§ THE PROBLEM
Copy every one of the lines below word for word, leaving each character unchanged.

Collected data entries
++++++++++

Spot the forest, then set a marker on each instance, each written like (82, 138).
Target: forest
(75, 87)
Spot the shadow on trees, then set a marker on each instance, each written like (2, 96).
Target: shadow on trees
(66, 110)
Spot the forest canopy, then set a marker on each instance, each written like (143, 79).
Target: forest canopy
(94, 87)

++++++++++

§ COMPLETED TASK
Spot the forest, then set a marker on each instance, each written like (82, 138).
Target: forest
(75, 87)
Spot the shadow on trees, then set a marker on each instance, each written like (2, 96).
Target: shadow on trees
(66, 110)
Spot the forest canopy, then set a marker on each instance, each written like (143, 79).
Target: forest canopy
(94, 87)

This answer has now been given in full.